Give only the lines from the one containing "Pin each instance of the boy's" through the end of the material below, exactly as written.

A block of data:
⁂

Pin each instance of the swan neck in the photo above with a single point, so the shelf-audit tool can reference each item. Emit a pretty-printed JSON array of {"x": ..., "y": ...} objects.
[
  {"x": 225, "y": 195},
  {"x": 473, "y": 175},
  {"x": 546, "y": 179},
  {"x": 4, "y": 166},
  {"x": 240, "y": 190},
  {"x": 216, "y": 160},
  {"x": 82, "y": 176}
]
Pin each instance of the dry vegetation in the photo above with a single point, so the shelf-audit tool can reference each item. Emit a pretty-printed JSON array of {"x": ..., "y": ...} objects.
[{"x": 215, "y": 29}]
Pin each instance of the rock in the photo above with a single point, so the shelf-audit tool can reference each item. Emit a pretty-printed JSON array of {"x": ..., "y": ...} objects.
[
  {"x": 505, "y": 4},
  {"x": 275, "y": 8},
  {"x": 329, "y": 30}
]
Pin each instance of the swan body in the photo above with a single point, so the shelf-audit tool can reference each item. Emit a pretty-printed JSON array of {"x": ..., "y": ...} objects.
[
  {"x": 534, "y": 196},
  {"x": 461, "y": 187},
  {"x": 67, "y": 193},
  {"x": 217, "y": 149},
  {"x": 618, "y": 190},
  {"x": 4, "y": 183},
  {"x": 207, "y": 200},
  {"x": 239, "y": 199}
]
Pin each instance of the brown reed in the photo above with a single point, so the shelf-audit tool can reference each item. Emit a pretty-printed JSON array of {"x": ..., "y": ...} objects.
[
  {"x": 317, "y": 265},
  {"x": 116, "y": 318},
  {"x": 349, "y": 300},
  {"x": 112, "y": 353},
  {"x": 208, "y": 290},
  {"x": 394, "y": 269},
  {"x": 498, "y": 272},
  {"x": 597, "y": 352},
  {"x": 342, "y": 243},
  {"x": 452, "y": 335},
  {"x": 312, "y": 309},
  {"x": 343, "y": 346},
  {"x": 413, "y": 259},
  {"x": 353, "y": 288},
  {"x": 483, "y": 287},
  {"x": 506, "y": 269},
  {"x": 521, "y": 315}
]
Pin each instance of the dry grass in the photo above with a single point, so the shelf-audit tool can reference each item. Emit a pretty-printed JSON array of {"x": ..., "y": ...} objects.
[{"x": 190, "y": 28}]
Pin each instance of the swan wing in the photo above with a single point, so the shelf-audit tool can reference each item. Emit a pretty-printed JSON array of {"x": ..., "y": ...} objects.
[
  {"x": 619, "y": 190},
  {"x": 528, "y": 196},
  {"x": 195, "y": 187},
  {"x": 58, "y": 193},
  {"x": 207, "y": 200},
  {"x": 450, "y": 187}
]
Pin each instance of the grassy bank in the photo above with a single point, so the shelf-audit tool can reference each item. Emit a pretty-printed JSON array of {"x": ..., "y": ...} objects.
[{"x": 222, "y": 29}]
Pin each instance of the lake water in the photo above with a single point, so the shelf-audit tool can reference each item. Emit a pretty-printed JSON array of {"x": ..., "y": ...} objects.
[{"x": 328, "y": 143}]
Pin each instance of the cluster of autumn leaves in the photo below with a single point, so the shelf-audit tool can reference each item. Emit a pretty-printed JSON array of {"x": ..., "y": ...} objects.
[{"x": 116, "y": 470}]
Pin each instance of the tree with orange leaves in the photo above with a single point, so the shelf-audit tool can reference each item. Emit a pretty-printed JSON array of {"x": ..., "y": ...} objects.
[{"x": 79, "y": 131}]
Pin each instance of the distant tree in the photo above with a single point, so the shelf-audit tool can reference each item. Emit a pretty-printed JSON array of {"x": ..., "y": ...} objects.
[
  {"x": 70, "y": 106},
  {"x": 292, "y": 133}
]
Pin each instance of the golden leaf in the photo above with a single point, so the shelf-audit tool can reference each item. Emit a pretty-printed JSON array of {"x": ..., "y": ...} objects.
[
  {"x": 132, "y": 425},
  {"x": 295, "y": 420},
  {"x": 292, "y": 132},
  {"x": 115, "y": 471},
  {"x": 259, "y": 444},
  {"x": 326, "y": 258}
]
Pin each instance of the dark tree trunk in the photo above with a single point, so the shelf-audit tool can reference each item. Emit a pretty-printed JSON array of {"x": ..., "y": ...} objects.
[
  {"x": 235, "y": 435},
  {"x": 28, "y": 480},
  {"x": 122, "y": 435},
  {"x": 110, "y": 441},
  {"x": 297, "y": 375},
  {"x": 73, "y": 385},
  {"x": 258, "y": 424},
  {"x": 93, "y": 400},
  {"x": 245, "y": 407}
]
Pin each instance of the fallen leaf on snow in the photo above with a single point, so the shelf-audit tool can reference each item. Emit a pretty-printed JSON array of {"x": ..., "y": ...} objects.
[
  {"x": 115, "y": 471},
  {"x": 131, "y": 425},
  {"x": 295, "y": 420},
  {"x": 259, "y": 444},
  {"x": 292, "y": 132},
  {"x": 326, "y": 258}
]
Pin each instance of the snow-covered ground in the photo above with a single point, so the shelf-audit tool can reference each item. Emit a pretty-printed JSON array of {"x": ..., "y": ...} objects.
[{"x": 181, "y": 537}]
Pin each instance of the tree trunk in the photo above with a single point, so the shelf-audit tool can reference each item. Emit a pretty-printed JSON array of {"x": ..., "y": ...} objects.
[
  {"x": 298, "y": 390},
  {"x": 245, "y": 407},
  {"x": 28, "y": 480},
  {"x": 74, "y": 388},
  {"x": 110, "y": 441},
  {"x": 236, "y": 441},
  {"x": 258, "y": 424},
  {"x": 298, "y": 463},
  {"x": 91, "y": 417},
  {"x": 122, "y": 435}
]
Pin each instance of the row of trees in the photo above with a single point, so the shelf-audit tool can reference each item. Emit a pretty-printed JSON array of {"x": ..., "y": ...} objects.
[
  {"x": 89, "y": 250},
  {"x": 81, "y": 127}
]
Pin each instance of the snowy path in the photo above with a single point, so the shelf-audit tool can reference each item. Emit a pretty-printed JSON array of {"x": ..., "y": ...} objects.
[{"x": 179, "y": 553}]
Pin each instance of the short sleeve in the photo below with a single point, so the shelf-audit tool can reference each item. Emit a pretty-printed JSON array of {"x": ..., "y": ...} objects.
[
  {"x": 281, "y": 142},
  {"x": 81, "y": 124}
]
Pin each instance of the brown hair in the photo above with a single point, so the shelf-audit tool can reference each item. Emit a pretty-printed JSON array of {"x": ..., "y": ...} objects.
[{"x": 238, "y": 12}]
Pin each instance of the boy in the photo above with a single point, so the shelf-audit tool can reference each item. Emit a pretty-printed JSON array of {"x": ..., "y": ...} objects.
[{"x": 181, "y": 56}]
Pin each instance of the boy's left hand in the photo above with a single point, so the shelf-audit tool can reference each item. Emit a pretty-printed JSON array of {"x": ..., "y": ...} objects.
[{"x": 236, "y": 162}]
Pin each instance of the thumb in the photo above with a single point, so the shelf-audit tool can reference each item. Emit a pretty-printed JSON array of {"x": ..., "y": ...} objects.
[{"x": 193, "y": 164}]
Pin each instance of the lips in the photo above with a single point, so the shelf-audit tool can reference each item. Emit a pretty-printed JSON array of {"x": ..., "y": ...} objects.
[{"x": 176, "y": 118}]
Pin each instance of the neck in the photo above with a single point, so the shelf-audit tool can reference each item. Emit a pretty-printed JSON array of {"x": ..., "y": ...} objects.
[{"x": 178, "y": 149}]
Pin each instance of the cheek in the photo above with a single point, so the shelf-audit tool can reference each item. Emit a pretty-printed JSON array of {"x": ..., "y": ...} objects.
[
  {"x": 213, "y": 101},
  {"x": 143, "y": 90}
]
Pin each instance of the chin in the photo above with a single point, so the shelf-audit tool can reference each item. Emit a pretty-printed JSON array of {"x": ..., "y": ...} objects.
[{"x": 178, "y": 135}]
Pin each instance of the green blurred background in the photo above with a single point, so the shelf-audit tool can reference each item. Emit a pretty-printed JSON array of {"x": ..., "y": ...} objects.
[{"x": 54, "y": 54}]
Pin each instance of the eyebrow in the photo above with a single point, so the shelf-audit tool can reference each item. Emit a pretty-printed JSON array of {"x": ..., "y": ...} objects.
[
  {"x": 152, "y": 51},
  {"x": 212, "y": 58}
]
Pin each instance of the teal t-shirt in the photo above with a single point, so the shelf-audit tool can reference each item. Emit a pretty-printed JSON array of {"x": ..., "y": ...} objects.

⁂

Task answer:
Pin each instance of the boy's left hand in the photo above with a single point, so the shelf-audit tool can reference each item. Emit a pretty-printed JSON array of {"x": ..., "y": ...} objects.
[{"x": 236, "y": 162}]
Pin each instance of the thumb in the photo above with a single point, so the shelf-audit tool can reference each item. Emit a pretty-printed JSON array of {"x": ..., "y": ...} objects.
[{"x": 193, "y": 164}]
Pin each instance of the lips in the photo above with a single point, so the shelf-audit tool can reference each item. Emit a pretty-printed JSON array of {"x": ..., "y": ...} objects.
[{"x": 176, "y": 118}]
Pin each instance of the neck in the photo above with a single point, so the shelf-audit tool can reference each item. Emit a pretty-printed JSON array of {"x": ..., "y": ...} objects.
[{"x": 178, "y": 149}]
Pin each instance of the cheek in the photo above with a single point, so the shelf-audit tool can reference each item. Emit a pretty-printed JSON array of {"x": ..., "y": ...} objects.
[
  {"x": 213, "y": 101},
  {"x": 143, "y": 90}
]
Pin each instance of the chin in the photo above with a single point, so the shelf-audit tool can reference each item. Emit a pretty-printed JSON array of {"x": ..., "y": ...} objects.
[{"x": 178, "y": 135}]
Pin each instance of the green blurred background in the photo above with a single point, so the shelf-audit tool can reference each item. Emit a pretty-printed JSON array of {"x": ..., "y": ...} objects.
[{"x": 54, "y": 54}]
Pin each instance of the eyebrow in the photo above with a single point, so the shelf-audit tool can reference each item. Emit a pretty-printed JSON array of {"x": ..., "y": ...} objects.
[
  {"x": 152, "y": 51},
  {"x": 212, "y": 58}
]
Pin each instance of the teal t-shirt in the photo above with a single point, so the shelf-audit tool can reference each item. Emit a pretty-printed JSON array of {"x": ..., "y": ...} objects.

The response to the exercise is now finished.